### Task material ###
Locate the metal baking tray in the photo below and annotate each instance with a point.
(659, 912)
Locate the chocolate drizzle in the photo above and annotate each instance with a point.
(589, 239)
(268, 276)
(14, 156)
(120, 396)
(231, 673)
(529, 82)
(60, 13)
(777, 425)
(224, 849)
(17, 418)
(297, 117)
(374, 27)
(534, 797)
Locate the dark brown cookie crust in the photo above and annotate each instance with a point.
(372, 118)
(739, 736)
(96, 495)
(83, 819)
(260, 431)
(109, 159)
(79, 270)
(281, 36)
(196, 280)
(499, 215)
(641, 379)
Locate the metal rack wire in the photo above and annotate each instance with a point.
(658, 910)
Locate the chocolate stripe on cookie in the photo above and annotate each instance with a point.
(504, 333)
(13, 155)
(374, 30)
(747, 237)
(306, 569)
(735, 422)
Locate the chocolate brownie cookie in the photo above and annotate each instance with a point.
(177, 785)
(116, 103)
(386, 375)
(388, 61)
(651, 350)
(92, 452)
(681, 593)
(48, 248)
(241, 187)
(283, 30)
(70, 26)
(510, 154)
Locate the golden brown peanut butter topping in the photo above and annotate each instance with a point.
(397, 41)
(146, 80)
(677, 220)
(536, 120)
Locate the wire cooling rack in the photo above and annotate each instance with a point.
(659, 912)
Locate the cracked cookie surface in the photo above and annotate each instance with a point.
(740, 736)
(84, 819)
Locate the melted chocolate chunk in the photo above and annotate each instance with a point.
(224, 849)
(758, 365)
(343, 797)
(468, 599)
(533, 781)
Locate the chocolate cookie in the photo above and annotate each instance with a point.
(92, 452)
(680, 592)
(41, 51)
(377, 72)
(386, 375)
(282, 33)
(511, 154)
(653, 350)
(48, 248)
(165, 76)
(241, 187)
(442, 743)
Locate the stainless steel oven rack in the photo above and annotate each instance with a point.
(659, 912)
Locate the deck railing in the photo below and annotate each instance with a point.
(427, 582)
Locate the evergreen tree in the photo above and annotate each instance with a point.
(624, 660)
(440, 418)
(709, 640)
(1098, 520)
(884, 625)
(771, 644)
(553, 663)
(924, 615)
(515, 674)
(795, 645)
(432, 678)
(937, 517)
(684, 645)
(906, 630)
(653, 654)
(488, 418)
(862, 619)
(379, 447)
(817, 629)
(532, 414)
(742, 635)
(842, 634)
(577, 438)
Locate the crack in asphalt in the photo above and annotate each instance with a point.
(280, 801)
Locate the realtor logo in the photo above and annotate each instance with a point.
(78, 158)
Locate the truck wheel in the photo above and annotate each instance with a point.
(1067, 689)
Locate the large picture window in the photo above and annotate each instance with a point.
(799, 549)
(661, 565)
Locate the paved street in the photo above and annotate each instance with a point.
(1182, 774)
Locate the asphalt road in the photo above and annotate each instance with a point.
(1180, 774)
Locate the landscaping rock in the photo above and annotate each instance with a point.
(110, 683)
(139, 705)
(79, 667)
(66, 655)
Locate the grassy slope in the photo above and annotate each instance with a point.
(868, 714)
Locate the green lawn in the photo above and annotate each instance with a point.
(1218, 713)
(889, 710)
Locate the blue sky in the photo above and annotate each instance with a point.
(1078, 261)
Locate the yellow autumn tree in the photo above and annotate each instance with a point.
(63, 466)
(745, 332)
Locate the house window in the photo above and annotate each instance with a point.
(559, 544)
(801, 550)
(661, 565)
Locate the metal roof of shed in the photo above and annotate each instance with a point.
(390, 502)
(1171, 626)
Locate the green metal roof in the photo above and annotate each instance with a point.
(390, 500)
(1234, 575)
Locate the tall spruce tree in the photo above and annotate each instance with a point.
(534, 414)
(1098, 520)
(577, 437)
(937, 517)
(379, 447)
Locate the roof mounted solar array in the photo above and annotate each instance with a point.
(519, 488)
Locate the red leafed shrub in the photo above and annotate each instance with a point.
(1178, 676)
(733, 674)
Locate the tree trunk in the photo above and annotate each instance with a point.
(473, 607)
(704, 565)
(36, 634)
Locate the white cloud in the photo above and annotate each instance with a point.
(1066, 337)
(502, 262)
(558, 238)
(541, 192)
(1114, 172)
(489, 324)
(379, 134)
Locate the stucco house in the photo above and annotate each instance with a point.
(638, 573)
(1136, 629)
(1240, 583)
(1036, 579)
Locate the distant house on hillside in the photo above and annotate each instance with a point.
###
Recopy the entries above exactly, with every line included.

■ Answer to this task
Locate the metal baking tray in the photo below and annotate each instance with a point.
(659, 912)
Locate the chocolate drizzle in the photo above and annotate each instance with a point.
(589, 239)
(268, 276)
(14, 156)
(120, 396)
(231, 673)
(529, 82)
(60, 13)
(777, 425)
(224, 849)
(17, 418)
(297, 117)
(374, 27)
(534, 797)
Locate the dark brown cookie crust in the photo above and annotate each instance with a point.
(372, 118)
(739, 736)
(96, 495)
(83, 819)
(260, 431)
(109, 159)
(79, 270)
(281, 36)
(196, 280)
(499, 215)
(641, 379)
Locate the metal rack wire in the photo above and annotate each instance with a point.
(658, 910)
Locate the chocolate stripe on cookie in the photo above and annotate each instance with a point.
(504, 333)
(13, 155)
(374, 30)
(747, 237)
(306, 569)
(735, 422)
Locate the chocolate brownie cookie in the photo above and annotate each instance with a point.
(177, 785)
(116, 103)
(386, 375)
(388, 61)
(651, 350)
(92, 452)
(681, 593)
(48, 248)
(241, 187)
(283, 30)
(70, 26)
(510, 154)
Locate the golden brown peanut butter topping in the photo above and annotate each instance with a point.
(397, 41)
(146, 80)
(677, 220)
(536, 120)
Locate the wire cooling rack in the photo above and annotate each instance with a point.
(659, 912)
Locate the cracked cookie surface in the photo above and annotate each instance with a point.
(740, 736)
(84, 819)
Locate the melted chocolate chunk in the photo above and annotate each instance with a point.
(224, 849)
(758, 365)
(343, 797)
(468, 599)
(533, 781)
Locate the chocolate cookie in the photo above and annotate each instance with a point.
(92, 452)
(680, 592)
(41, 51)
(377, 72)
(386, 375)
(282, 33)
(511, 154)
(653, 350)
(48, 248)
(165, 76)
(241, 187)
(442, 743)
Locate the stainless steel oven rack in the photo above and annotate each instance with a point.
(659, 912)
Locate the deck railing in the photo below and annotate each instance with a point.
(427, 582)
Locate the evergreen tree in the photo above and annotate each instance with a point.
(624, 660)
(440, 418)
(709, 640)
(1098, 520)
(884, 625)
(771, 644)
(553, 663)
(924, 615)
(515, 674)
(795, 645)
(432, 678)
(937, 517)
(684, 645)
(906, 630)
(653, 654)
(488, 418)
(862, 619)
(379, 447)
(817, 629)
(532, 414)
(742, 635)
(842, 634)
(577, 438)
Locate the crack in asphalt in the photo above and annotate each instance with a point.
(280, 801)
Locate the realtor logo in the photo above and annotate each instance with a point.
(78, 158)
Locate the truck wheel in the photo above and annotate each instance with a point.
(1067, 689)
Locate the large picture window in the photo above and annotate each instance with a point.
(799, 549)
(661, 565)
Locate the paved street in the photo above and annotate each instance with a point.
(1182, 774)
Locate the asphalt road in the photo above and annotate each instance with a point.
(1180, 774)
Locate the landscaping rock in the photo above and annotate each instance with a point.
(110, 683)
(139, 705)
(79, 667)
(66, 655)
Locate the grassy slope in the photo above and annotate each instance with a point.
(868, 714)
Locate the green lawn in the photo above and annotate each instance with a point.
(1218, 713)
(889, 710)
Locate the blue sky in the photo above and annotate each instance with a point.
(1078, 261)
Locate the yellow autumn tree in the photo above and annotate each instance with a point.
(63, 466)
(745, 332)
Locate the house window in the photo above and annotate each instance with a point.
(559, 544)
(801, 550)
(661, 565)
Locate the metal roof of shed in the photo above and annotate each instance with a point.
(390, 502)
(1171, 626)
Locate the green metal roof in the photo above and annotate each instance with a point.
(390, 500)
(1234, 575)
Locate the tall spruce tree in the photo above and annotate each instance with a point.
(534, 414)
(1098, 520)
(577, 437)
(937, 517)
(379, 447)
Locate the roof mounted solar array in the photo above and annotate each instance with a point.
(519, 488)
Locate the red leafed shrub in the photo above and annotate each instance with a point.
(1178, 676)
(733, 674)
Locate the tree trunk in the photo above and annotate each instance with a point.
(473, 607)
(704, 565)
(36, 634)
Locate the white cloud in the photo above and annotate each instance with a point.
(1066, 337)
(502, 262)
(558, 238)
(541, 192)
(1114, 172)
(489, 324)
(379, 134)
Locate the stucco house in the photo above and annotate each instance with a point.
(638, 573)
(1136, 629)
(1240, 583)
(1036, 579)
Locate the distant house on hillside in the photo above and annotate each instance with a point.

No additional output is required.